▶ Task requirements
Output the material below unchanged, apart from leaving out the pictures.

[Location identification entries]
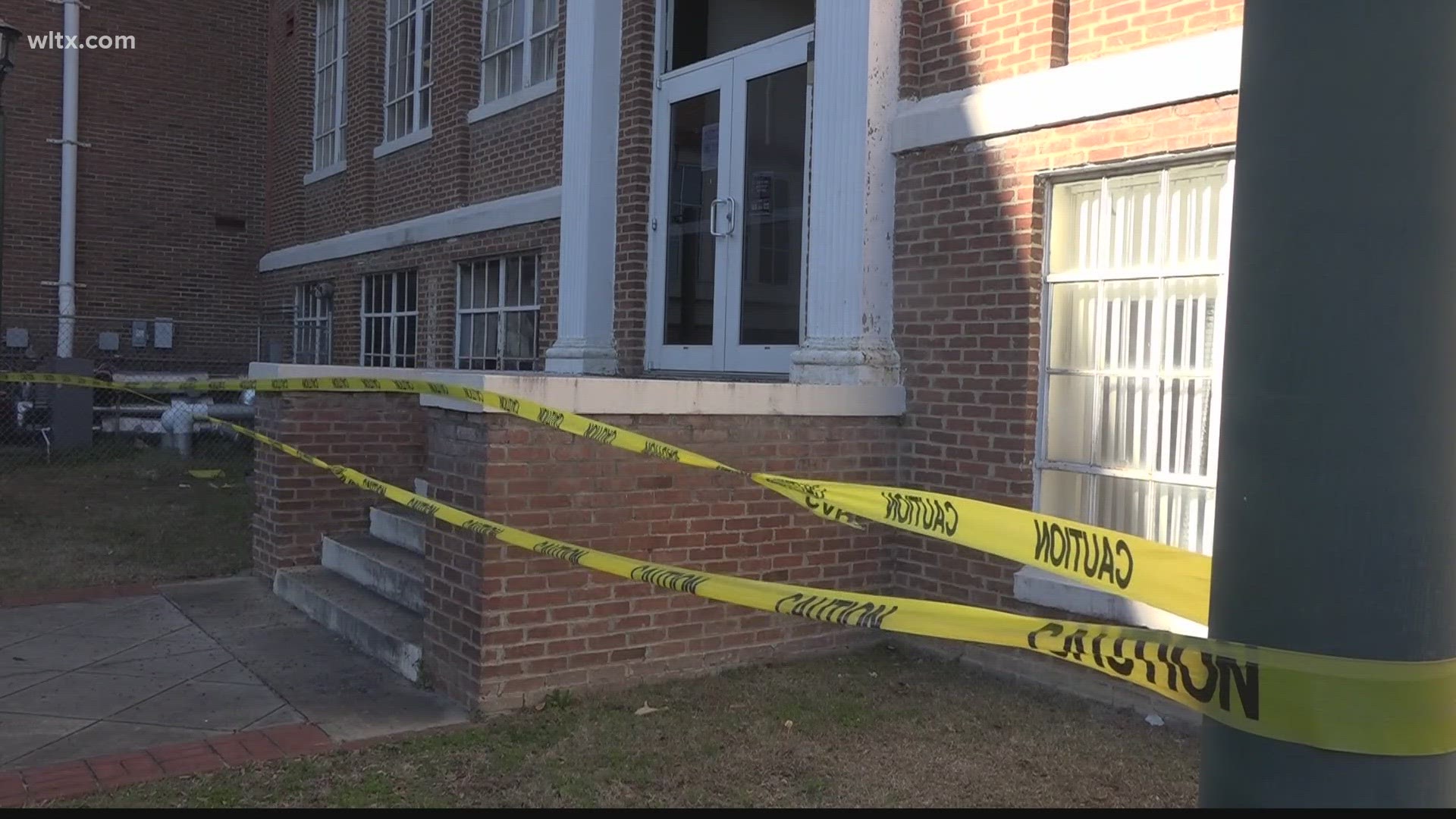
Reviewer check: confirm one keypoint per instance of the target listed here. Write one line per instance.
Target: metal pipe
(71, 93)
(1334, 529)
(221, 411)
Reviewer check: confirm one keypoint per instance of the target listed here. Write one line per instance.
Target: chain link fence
(101, 487)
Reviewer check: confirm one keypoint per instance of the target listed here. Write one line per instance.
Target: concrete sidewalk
(199, 661)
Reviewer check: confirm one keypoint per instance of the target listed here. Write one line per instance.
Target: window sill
(1031, 585)
(609, 395)
(324, 174)
(517, 99)
(402, 143)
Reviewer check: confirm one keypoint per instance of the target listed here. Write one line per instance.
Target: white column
(852, 196)
(588, 196)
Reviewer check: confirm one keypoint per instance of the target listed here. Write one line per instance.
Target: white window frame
(386, 354)
(335, 12)
(312, 324)
(1034, 585)
(532, 88)
(500, 309)
(417, 89)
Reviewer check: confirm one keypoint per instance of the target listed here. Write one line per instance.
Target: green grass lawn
(121, 513)
(875, 729)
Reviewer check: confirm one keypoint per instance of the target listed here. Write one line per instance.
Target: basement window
(389, 319)
(498, 314)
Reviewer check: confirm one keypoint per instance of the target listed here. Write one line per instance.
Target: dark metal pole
(2, 193)
(1335, 528)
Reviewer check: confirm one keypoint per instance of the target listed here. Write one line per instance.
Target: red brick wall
(506, 626)
(296, 503)
(634, 177)
(513, 152)
(954, 44)
(1109, 27)
(965, 42)
(967, 314)
(175, 134)
(436, 265)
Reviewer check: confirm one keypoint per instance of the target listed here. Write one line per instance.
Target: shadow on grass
(123, 512)
(868, 729)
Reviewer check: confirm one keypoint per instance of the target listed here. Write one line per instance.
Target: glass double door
(728, 210)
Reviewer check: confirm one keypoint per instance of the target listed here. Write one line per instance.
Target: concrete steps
(379, 566)
(400, 526)
(370, 586)
(383, 630)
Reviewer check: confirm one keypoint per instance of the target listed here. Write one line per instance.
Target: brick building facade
(967, 246)
(169, 193)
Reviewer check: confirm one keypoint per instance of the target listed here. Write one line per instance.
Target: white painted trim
(1161, 74)
(413, 139)
(324, 172)
(1041, 588)
(588, 180)
(632, 397)
(849, 303)
(523, 209)
(517, 99)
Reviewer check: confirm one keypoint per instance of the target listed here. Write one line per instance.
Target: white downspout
(66, 284)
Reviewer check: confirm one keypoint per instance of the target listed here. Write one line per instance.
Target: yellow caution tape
(1392, 708)
(1144, 570)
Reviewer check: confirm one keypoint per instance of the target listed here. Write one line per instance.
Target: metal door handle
(712, 216)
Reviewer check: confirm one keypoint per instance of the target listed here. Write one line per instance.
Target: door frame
(750, 66)
(764, 57)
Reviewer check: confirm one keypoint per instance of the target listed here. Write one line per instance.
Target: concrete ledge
(1149, 77)
(634, 397)
(525, 209)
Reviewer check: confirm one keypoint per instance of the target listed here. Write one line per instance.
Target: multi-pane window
(312, 324)
(391, 315)
(408, 30)
(498, 314)
(331, 55)
(519, 46)
(1136, 273)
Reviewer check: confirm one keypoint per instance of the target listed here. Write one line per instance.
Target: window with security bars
(331, 55)
(1136, 270)
(312, 324)
(498, 314)
(389, 321)
(519, 46)
(408, 31)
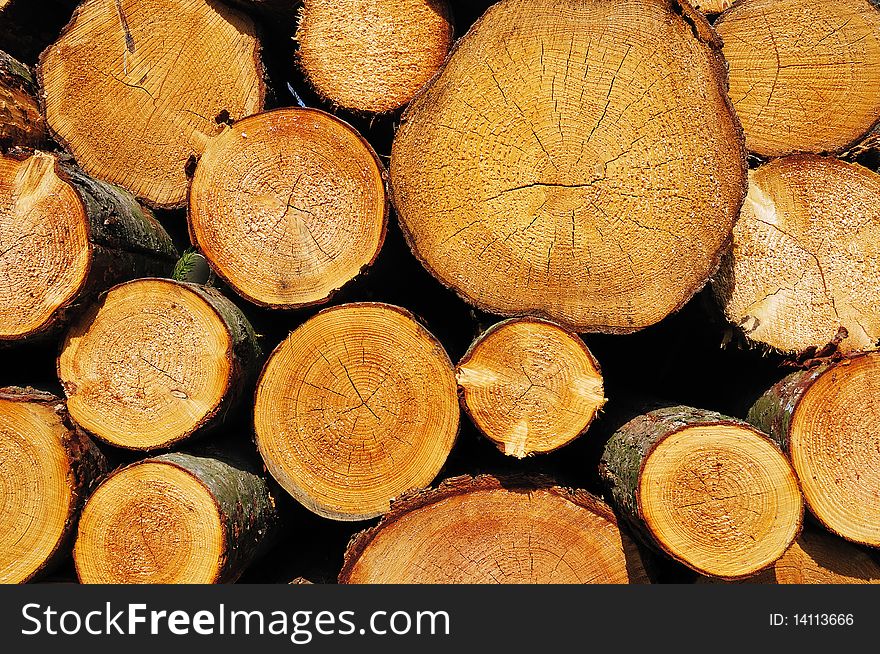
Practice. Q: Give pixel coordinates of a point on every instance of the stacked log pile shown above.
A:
(433, 291)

▶ Result of this task
Reviewer check: confirm one keypoint per instance of the target listed here. Write one line per instance.
Target: metal pipe
(71, 93)
(1334, 529)
(221, 411)
Reviewer check: confirm one keypoint per instance of the target listed here. Write one line per instance.
Target: chain link fence
(101, 487)
Reviewer check: confirm one keypoint per instance of the target listed here. Write one line per instance.
Target: concrete sidewalk
(199, 661)
Reviewer check: confirm one keypoint per instance of the target listed here. Write one line per instance.
Target: window sill
(1031, 585)
(609, 395)
(324, 174)
(517, 99)
(402, 143)
Reviewer check: confirm one keypoint per instance of the target listed here. Write one line per instance.
Target: white column
(852, 196)
(588, 196)
Reviewer check: confirm one keypoint per instance of the target listed here. Write one line per instance.
Target: white window frame
(386, 354)
(335, 12)
(312, 324)
(1034, 585)
(532, 88)
(500, 309)
(417, 89)
Reviewer check: confirm one keypoint per instance of the target listed here. Write one line per instance.
Target: green grass lawn
(121, 513)
(875, 729)
Reviewer check: confirm one keypoint per instance of the target listed here. Write one line per instance.
Target: basement window
(389, 319)
(498, 314)
Reviewer check: confirm one keypoint per instance of the target listed here. Write one line per instance.
Target: dark metal pole
(2, 193)
(1335, 528)
Reviewer check: confirm one keypoint per instance of the target listed here. Write one line per instance.
Target: red brick wall
(506, 626)
(296, 503)
(634, 177)
(513, 152)
(954, 44)
(1109, 27)
(965, 42)
(967, 314)
(175, 134)
(436, 265)
Reviewer check: confirm one keypoint per instance of the target listed here. Write one line per instance.
Target: shadow on grass
(123, 512)
(868, 729)
Reviewer check: confirm one keypoint per instance of the target listed here. Write one line per instance.
Target: glass double door
(728, 210)
Reviewer check: confirm one keypoint per instance of the target listed here. Write one line per instance.
Target: concrete steps
(379, 566)
(400, 526)
(370, 586)
(383, 630)
Reviewer check: confirm one keypoint per instance of the target listed here. Write one line per instance.
Target: brick building facade
(967, 246)
(169, 193)
Reviewer check: confirm one keypoint per instance of the target listed here. Write one line per instance.
Target: white painted trim
(1161, 74)
(413, 139)
(324, 172)
(1041, 588)
(588, 180)
(632, 397)
(849, 303)
(523, 209)
(517, 99)
Reviewer check: confirm one keypoint per instance of the target listed here. Write one line per instance.
Target: white downspout
(66, 284)
Reviewer check: confirm one keypoint per instance of the target listed here. Write one line per instance.
Target: yellow caution tape
(1392, 708)
(1144, 570)
Reviewer check: confirm one keypoint per instance of the target listed here. Write one line per instance.
Target: metal door handle
(712, 216)
Reviewer check: confirm one keypoint per instance of the target listed here. Write one line per instance.
Target: door frame
(750, 66)
(764, 57)
Reviewer check: confirm one keypoint per instance of the target listed here. Write one line per instance.
Target: concrete ledge
(1149, 77)
(634, 397)
(525, 209)
Reviewer check: confirm one keypoint per instance of the target listed here. Write one line per instance.
Target: multi-pane window
(312, 324)
(391, 315)
(408, 30)
(498, 314)
(331, 55)
(519, 46)
(1136, 273)
Reviewer check: confirm one keypoint per instance of the target listed here. Write one line per instance.
Target: window with security bars
(331, 55)
(1136, 270)
(312, 324)
(498, 314)
(389, 321)
(519, 46)
(408, 31)
Practice. Q: Give pixel coordinates of a point on every instance of the stacked log pile shown above.
A:
(433, 291)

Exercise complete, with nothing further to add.